(Items drawn from a data source)
[BEGIN]

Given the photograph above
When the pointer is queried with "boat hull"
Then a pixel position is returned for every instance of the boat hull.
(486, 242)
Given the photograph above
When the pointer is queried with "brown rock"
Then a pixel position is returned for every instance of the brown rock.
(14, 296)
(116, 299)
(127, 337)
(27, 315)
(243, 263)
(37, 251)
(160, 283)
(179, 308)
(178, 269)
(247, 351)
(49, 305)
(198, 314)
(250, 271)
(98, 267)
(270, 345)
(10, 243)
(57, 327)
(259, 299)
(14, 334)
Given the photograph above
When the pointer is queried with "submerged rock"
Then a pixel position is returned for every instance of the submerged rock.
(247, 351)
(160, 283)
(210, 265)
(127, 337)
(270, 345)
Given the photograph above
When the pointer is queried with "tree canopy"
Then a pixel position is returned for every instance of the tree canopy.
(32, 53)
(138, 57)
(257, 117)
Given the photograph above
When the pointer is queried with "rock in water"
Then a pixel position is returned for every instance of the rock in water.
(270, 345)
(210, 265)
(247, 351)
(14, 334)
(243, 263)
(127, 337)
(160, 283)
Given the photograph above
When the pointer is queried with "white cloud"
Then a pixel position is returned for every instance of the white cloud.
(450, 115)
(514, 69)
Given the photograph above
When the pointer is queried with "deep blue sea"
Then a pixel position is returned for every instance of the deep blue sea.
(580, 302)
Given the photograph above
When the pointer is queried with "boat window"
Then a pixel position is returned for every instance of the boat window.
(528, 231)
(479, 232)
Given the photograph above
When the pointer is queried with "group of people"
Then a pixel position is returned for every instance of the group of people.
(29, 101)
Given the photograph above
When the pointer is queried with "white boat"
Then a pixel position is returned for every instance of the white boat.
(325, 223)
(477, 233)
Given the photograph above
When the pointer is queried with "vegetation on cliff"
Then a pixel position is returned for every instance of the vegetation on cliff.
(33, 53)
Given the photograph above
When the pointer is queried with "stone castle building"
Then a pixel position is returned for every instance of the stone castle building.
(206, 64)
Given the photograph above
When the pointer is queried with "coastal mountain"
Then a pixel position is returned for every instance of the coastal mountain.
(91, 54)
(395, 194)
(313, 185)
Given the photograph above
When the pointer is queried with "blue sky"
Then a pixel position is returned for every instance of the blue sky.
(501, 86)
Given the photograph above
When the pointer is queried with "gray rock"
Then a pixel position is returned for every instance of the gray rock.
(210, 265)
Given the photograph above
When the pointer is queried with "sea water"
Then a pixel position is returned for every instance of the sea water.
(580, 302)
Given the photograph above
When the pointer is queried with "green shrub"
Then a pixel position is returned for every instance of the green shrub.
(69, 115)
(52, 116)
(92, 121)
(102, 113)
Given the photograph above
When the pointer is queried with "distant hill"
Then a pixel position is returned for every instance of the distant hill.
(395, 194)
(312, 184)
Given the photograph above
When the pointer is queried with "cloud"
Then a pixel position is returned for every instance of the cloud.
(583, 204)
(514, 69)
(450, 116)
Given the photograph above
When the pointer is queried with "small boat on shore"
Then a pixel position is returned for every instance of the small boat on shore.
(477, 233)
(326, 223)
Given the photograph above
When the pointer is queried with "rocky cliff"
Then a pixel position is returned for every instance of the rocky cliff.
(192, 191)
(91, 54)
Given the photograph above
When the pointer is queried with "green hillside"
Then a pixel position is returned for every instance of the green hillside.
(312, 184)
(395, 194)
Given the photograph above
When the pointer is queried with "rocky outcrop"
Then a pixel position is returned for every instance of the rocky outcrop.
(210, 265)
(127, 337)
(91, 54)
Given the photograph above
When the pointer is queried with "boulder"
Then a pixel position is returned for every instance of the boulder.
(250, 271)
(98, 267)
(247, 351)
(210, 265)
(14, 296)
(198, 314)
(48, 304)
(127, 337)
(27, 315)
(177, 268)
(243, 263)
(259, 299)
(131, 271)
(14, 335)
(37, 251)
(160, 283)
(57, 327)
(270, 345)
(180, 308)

[END]

**WHAT THIS TASK INVOLVES**
Gather each line of the material above that contains the word "white", and copy those lines.

**TASK RESPONSE**
When the pointer is queried with "white cloud"
Then a pixel position is returned for every instance of the white cloud.
When the pointer is queried with "white boat"
Then a pixel position is returned for every instance of the white boat.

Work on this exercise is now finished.